What to produce: Pull out every line below that contains the word "diver", treating uppercase and lowercase as different.

Lines of data:
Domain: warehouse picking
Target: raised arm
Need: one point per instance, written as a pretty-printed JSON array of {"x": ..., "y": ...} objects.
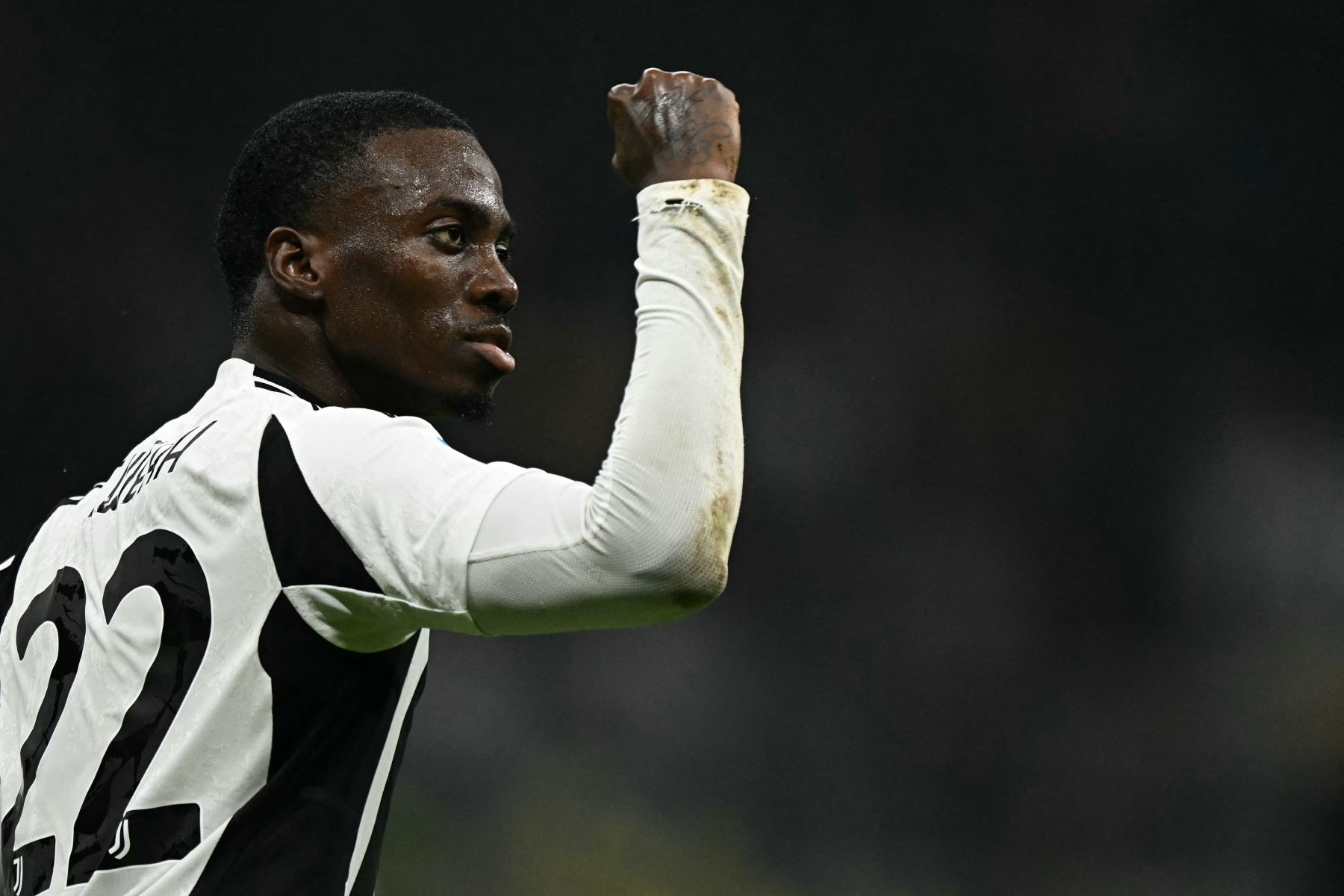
[{"x": 648, "y": 541}]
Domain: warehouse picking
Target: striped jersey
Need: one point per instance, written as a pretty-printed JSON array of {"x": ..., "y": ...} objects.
[{"x": 208, "y": 664}]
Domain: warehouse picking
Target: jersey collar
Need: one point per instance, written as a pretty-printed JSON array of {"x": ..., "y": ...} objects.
[{"x": 288, "y": 385}]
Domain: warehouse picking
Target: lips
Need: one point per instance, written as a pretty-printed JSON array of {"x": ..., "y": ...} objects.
[{"x": 492, "y": 343}]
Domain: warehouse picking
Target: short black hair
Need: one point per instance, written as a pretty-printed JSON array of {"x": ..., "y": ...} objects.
[{"x": 293, "y": 160}]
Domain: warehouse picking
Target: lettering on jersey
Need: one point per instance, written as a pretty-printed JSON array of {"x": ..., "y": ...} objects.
[{"x": 146, "y": 467}]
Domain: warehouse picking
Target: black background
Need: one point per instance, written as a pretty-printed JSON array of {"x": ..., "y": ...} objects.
[{"x": 1039, "y": 579}]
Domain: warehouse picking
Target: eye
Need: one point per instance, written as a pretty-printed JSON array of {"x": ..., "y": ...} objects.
[{"x": 450, "y": 235}]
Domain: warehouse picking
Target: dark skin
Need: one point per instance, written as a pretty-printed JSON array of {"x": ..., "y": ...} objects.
[{"x": 396, "y": 294}]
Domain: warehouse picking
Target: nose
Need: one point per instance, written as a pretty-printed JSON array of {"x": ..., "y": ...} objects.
[{"x": 492, "y": 287}]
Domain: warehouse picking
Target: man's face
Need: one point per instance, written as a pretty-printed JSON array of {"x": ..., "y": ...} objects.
[{"x": 413, "y": 254}]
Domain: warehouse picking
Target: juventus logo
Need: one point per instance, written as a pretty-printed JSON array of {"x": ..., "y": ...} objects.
[{"x": 121, "y": 845}]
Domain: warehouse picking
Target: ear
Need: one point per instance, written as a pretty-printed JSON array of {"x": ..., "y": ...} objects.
[{"x": 292, "y": 261}]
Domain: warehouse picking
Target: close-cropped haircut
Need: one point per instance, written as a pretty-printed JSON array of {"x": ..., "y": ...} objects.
[{"x": 293, "y": 161}]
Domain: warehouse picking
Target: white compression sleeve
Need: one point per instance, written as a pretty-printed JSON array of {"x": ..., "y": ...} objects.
[{"x": 648, "y": 541}]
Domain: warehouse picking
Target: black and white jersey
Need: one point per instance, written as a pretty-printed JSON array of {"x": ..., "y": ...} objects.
[{"x": 208, "y": 664}]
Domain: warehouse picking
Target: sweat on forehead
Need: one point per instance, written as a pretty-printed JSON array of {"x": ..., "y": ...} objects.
[{"x": 410, "y": 168}]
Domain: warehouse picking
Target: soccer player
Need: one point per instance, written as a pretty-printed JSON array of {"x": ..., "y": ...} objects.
[{"x": 208, "y": 662}]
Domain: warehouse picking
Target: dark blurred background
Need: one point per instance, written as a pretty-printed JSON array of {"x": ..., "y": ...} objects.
[{"x": 1039, "y": 579}]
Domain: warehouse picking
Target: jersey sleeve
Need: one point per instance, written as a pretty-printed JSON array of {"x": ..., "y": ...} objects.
[
  {"x": 370, "y": 521},
  {"x": 648, "y": 541}
]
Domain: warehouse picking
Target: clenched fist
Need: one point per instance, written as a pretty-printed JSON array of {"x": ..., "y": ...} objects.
[{"x": 673, "y": 125}]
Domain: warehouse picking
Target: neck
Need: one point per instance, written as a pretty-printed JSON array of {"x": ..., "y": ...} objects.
[{"x": 293, "y": 346}]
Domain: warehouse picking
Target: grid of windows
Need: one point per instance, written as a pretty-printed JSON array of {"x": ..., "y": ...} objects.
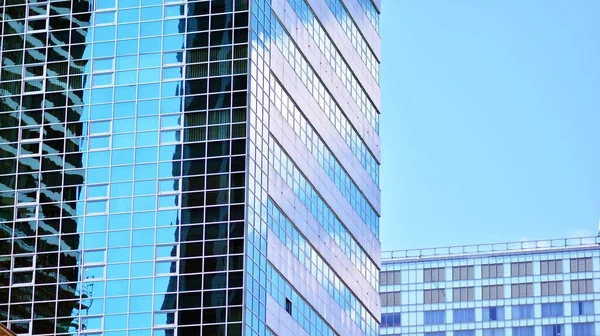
[
  {"x": 490, "y": 314},
  {"x": 133, "y": 171},
  {"x": 581, "y": 265},
  {"x": 298, "y": 121},
  {"x": 492, "y": 292},
  {"x": 289, "y": 234},
  {"x": 462, "y": 272},
  {"x": 540, "y": 299},
  {"x": 581, "y": 308},
  {"x": 328, "y": 48},
  {"x": 355, "y": 35},
  {"x": 555, "y": 309},
  {"x": 311, "y": 80},
  {"x": 282, "y": 291},
  {"x": 162, "y": 199},
  {"x": 330, "y": 164},
  {"x": 553, "y": 330},
  {"x": 551, "y": 266},
  {"x": 490, "y": 271},
  {"x": 390, "y": 299},
  {"x": 307, "y": 194},
  {"x": 434, "y": 274},
  {"x": 521, "y": 268},
  {"x": 463, "y": 294},
  {"x": 493, "y": 332},
  {"x": 582, "y": 286},
  {"x": 464, "y": 315},
  {"x": 521, "y": 290},
  {"x": 521, "y": 312}
]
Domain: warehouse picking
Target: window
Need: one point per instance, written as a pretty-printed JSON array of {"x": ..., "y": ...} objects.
[
  {"x": 434, "y": 295},
  {"x": 552, "y": 309},
  {"x": 493, "y": 332},
  {"x": 435, "y": 317},
  {"x": 434, "y": 274},
  {"x": 464, "y": 333},
  {"x": 583, "y": 329},
  {"x": 521, "y": 312},
  {"x": 390, "y": 320},
  {"x": 553, "y": 330},
  {"x": 493, "y": 314},
  {"x": 466, "y": 315},
  {"x": 288, "y": 306},
  {"x": 462, "y": 273},
  {"x": 389, "y": 278},
  {"x": 523, "y": 331},
  {"x": 582, "y": 286},
  {"x": 581, "y": 265},
  {"x": 551, "y": 266},
  {"x": 492, "y": 271},
  {"x": 522, "y": 290},
  {"x": 390, "y": 299},
  {"x": 582, "y": 308},
  {"x": 521, "y": 268},
  {"x": 463, "y": 294},
  {"x": 550, "y": 288},
  {"x": 492, "y": 292}
]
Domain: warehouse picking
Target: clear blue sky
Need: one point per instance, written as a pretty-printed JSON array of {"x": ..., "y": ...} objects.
[{"x": 490, "y": 121}]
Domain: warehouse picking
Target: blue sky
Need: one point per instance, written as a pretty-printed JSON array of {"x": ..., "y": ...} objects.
[{"x": 490, "y": 121}]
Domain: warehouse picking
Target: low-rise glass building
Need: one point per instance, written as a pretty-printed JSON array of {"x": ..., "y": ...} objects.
[{"x": 539, "y": 288}]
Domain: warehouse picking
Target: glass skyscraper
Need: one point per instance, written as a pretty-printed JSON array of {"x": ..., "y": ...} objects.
[
  {"x": 538, "y": 288},
  {"x": 189, "y": 167}
]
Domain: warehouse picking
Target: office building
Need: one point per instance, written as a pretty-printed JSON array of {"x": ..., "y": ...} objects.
[
  {"x": 537, "y": 288},
  {"x": 189, "y": 167}
]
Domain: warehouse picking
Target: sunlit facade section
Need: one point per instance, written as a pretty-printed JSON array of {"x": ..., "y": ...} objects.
[{"x": 538, "y": 288}]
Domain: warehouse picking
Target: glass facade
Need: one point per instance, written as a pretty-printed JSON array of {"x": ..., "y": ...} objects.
[
  {"x": 515, "y": 289},
  {"x": 142, "y": 185}
]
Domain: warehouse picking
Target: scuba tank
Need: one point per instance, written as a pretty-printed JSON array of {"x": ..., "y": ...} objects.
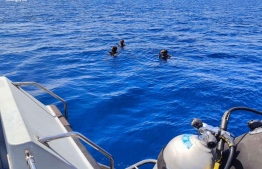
[
  {"x": 206, "y": 150},
  {"x": 189, "y": 151}
]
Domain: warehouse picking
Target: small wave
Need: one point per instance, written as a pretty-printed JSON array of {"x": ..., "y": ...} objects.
[{"x": 221, "y": 55}]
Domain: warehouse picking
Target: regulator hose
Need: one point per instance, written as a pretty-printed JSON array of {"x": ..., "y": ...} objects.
[
  {"x": 230, "y": 157},
  {"x": 223, "y": 127}
]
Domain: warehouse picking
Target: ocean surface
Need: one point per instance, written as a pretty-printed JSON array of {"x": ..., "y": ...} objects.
[{"x": 132, "y": 105}]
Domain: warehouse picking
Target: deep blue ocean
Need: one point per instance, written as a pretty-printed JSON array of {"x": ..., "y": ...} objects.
[{"x": 132, "y": 105}]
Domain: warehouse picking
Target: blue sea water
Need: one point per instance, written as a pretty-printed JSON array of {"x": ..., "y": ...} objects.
[{"x": 133, "y": 104}]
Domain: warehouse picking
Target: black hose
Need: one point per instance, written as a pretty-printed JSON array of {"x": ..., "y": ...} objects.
[
  {"x": 230, "y": 157},
  {"x": 223, "y": 126}
]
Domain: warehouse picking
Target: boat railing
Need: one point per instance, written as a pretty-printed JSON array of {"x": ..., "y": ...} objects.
[
  {"x": 30, "y": 159},
  {"x": 17, "y": 84},
  {"x": 143, "y": 162},
  {"x": 44, "y": 140}
]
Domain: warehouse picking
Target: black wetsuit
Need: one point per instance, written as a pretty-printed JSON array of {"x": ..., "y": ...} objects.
[{"x": 161, "y": 56}]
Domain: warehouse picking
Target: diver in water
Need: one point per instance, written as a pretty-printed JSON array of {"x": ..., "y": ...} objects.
[
  {"x": 113, "y": 51},
  {"x": 121, "y": 43},
  {"x": 164, "y": 55}
]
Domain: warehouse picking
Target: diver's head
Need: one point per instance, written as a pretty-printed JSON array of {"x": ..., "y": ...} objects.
[
  {"x": 164, "y": 52},
  {"x": 114, "y": 49},
  {"x": 122, "y": 42}
]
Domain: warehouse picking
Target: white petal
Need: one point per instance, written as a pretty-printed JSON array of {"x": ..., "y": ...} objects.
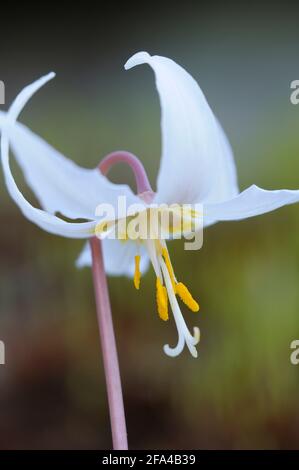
[
  {"x": 197, "y": 163},
  {"x": 119, "y": 257},
  {"x": 59, "y": 184},
  {"x": 43, "y": 219},
  {"x": 253, "y": 201}
]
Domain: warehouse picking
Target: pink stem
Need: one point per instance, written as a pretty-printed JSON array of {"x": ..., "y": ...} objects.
[
  {"x": 108, "y": 344},
  {"x": 142, "y": 182},
  {"x": 110, "y": 359}
]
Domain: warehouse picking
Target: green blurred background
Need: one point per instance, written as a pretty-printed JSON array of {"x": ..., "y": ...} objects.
[{"x": 242, "y": 392}]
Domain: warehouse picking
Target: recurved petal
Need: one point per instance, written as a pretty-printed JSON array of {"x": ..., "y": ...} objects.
[
  {"x": 197, "y": 163},
  {"x": 119, "y": 257},
  {"x": 43, "y": 219},
  {"x": 59, "y": 184},
  {"x": 253, "y": 201}
]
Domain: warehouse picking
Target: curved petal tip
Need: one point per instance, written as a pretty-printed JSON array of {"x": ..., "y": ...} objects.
[{"x": 137, "y": 59}]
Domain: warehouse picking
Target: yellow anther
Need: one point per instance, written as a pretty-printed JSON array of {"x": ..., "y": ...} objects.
[
  {"x": 182, "y": 291},
  {"x": 169, "y": 266},
  {"x": 137, "y": 274},
  {"x": 162, "y": 300}
]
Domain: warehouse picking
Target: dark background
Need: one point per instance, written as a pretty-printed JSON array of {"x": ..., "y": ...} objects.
[{"x": 242, "y": 392}]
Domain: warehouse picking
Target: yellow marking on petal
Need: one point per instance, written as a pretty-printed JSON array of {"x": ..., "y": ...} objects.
[
  {"x": 137, "y": 274},
  {"x": 169, "y": 266},
  {"x": 184, "y": 294},
  {"x": 162, "y": 300}
]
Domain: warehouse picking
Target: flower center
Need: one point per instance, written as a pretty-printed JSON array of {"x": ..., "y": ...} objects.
[{"x": 167, "y": 291}]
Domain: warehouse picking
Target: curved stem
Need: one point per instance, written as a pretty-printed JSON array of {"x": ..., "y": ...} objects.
[
  {"x": 108, "y": 345},
  {"x": 121, "y": 156}
]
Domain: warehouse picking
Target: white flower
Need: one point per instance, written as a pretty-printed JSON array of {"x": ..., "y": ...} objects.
[{"x": 197, "y": 166}]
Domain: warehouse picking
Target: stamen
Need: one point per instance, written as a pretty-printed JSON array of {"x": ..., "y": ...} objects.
[
  {"x": 169, "y": 266},
  {"x": 137, "y": 274},
  {"x": 182, "y": 291},
  {"x": 162, "y": 300}
]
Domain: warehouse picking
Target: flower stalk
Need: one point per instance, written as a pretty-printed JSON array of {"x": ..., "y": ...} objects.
[{"x": 109, "y": 351}]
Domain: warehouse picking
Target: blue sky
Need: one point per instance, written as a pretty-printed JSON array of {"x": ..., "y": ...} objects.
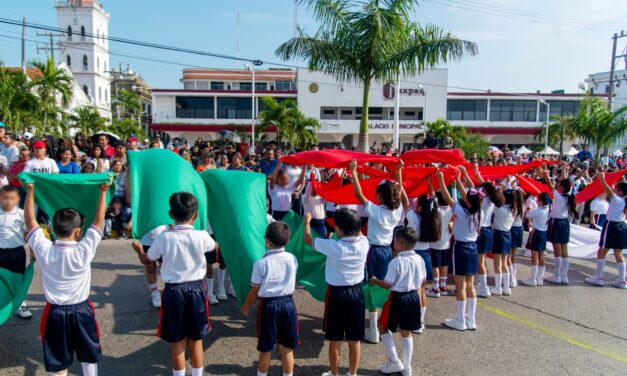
[{"x": 517, "y": 52}]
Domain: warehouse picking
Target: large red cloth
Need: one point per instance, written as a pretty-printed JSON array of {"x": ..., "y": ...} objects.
[
  {"x": 592, "y": 190},
  {"x": 336, "y": 158}
]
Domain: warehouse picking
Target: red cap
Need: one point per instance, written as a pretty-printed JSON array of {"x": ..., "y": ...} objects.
[{"x": 39, "y": 145}]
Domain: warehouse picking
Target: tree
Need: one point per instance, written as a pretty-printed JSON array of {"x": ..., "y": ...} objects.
[
  {"x": 54, "y": 86},
  {"x": 598, "y": 125},
  {"x": 371, "y": 40}
]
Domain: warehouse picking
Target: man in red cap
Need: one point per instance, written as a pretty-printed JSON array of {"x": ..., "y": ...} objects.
[{"x": 40, "y": 162}]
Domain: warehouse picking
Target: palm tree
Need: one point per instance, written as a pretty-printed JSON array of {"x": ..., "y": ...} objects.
[
  {"x": 54, "y": 86},
  {"x": 598, "y": 125},
  {"x": 370, "y": 40}
]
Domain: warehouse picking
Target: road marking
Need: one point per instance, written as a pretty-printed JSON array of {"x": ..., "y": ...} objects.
[{"x": 553, "y": 333}]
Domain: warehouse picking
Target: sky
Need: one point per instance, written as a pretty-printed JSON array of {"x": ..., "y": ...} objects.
[{"x": 524, "y": 46}]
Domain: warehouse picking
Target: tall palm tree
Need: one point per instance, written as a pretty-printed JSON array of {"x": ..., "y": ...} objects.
[{"x": 369, "y": 40}]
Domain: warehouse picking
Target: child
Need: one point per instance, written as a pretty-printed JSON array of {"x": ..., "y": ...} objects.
[
  {"x": 344, "y": 273},
  {"x": 465, "y": 231},
  {"x": 13, "y": 256},
  {"x": 559, "y": 226},
  {"x": 273, "y": 282},
  {"x": 613, "y": 235},
  {"x": 536, "y": 242},
  {"x": 184, "y": 318},
  {"x": 381, "y": 223},
  {"x": 68, "y": 324},
  {"x": 406, "y": 274}
]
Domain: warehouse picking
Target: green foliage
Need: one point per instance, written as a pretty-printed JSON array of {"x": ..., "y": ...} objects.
[{"x": 362, "y": 41}]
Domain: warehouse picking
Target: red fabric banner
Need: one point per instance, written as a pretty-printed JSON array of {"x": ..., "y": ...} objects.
[{"x": 592, "y": 190}]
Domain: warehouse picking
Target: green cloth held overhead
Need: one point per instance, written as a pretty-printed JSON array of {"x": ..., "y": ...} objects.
[
  {"x": 155, "y": 174},
  {"x": 76, "y": 191}
]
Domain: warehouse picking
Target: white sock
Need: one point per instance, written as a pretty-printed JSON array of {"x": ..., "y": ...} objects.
[
  {"x": 373, "y": 320},
  {"x": 461, "y": 310},
  {"x": 558, "y": 266},
  {"x": 390, "y": 348},
  {"x": 90, "y": 369},
  {"x": 472, "y": 308},
  {"x": 600, "y": 267},
  {"x": 408, "y": 349},
  {"x": 565, "y": 262},
  {"x": 621, "y": 271}
]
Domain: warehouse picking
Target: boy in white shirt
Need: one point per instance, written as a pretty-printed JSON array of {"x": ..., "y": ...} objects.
[
  {"x": 273, "y": 281},
  {"x": 405, "y": 276},
  {"x": 68, "y": 324},
  {"x": 344, "y": 273},
  {"x": 184, "y": 306}
]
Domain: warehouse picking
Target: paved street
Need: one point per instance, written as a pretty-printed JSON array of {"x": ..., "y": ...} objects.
[{"x": 578, "y": 330}]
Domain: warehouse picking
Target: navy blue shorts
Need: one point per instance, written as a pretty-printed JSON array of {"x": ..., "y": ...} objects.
[
  {"x": 401, "y": 311},
  {"x": 537, "y": 241},
  {"x": 184, "y": 312},
  {"x": 516, "y": 232},
  {"x": 13, "y": 259},
  {"x": 344, "y": 317},
  {"x": 465, "y": 259},
  {"x": 440, "y": 257},
  {"x": 69, "y": 329},
  {"x": 484, "y": 242},
  {"x": 558, "y": 231},
  {"x": 379, "y": 257},
  {"x": 614, "y": 235},
  {"x": 502, "y": 242},
  {"x": 426, "y": 257},
  {"x": 277, "y": 322}
]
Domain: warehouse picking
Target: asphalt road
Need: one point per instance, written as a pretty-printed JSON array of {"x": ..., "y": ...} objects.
[{"x": 550, "y": 330}]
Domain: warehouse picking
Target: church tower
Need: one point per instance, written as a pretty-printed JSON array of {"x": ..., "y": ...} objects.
[{"x": 85, "y": 49}]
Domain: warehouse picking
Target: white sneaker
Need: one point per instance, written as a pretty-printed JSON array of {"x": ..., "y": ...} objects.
[
  {"x": 455, "y": 324},
  {"x": 371, "y": 336},
  {"x": 390, "y": 367},
  {"x": 594, "y": 281},
  {"x": 619, "y": 284},
  {"x": 554, "y": 279},
  {"x": 156, "y": 299},
  {"x": 221, "y": 294},
  {"x": 24, "y": 312}
]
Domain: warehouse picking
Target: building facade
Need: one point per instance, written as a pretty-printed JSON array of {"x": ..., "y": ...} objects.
[{"x": 86, "y": 49}]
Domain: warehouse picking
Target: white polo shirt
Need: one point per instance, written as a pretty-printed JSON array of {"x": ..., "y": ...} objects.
[
  {"x": 12, "y": 228},
  {"x": 382, "y": 223},
  {"x": 539, "y": 218},
  {"x": 65, "y": 265},
  {"x": 275, "y": 274},
  {"x": 281, "y": 197},
  {"x": 346, "y": 259},
  {"x": 183, "y": 251},
  {"x": 406, "y": 272},
  {"x": 616, "y": 212}
]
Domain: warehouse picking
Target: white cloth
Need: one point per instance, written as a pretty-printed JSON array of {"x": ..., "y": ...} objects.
[
  {"x": 406, "y": 272},
  {"x": 275, "y": 274},
  {"x": 183, "y": 251},
  {"x": 12, "y": 228},
  {"x": 346, "y": 259},
  {"x": 65, "y": 265}
]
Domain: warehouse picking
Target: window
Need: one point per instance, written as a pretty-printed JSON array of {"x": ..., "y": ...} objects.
[
  {"x": 462, "y": 109},
  {"x": 217, "y": 86},
  {"x": 194, "y": 107},
  {"x": 234, "y": 108},
  {"x": 502, "y": 110}
]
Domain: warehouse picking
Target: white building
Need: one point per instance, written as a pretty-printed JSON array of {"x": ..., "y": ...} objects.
[{"x": 85, "y": 49}]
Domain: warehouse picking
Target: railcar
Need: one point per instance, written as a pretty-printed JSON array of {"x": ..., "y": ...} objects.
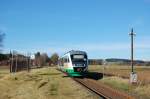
[{"x": 74, "y": 63}]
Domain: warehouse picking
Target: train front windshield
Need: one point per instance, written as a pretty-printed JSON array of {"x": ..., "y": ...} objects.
[{"x": 79, "y": 60}]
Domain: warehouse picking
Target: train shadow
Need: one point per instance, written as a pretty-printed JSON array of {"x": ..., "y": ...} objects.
[{"x": 92, "y": 75}]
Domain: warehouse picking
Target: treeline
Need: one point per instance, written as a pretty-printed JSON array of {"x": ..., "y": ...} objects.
[
  {"x": 39, "y": 60},
  {"x": 43, "y": 59}
]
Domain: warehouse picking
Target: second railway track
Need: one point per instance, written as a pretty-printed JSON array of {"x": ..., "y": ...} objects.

Response to the task:
Target: diver in water
Target: diver's head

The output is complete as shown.